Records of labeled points

====

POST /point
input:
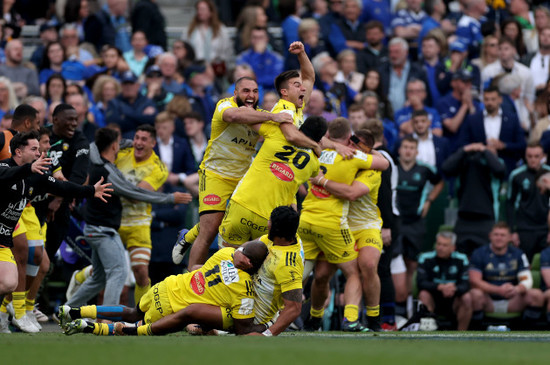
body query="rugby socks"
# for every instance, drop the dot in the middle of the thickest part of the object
(351, 312)
(140, 291)
(4, 306)
(19, 304)
(191, 236)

====

Challenge: Copy every record character for character. Skip the pictures.

Problem solution:
POST /point
input:
body query="rugby socks"
# for every instance, drop the dot in the middle of the thickest part of the object
(351, 312)
(140, 291)
(4, 306)
(19, 304)
(191, 236)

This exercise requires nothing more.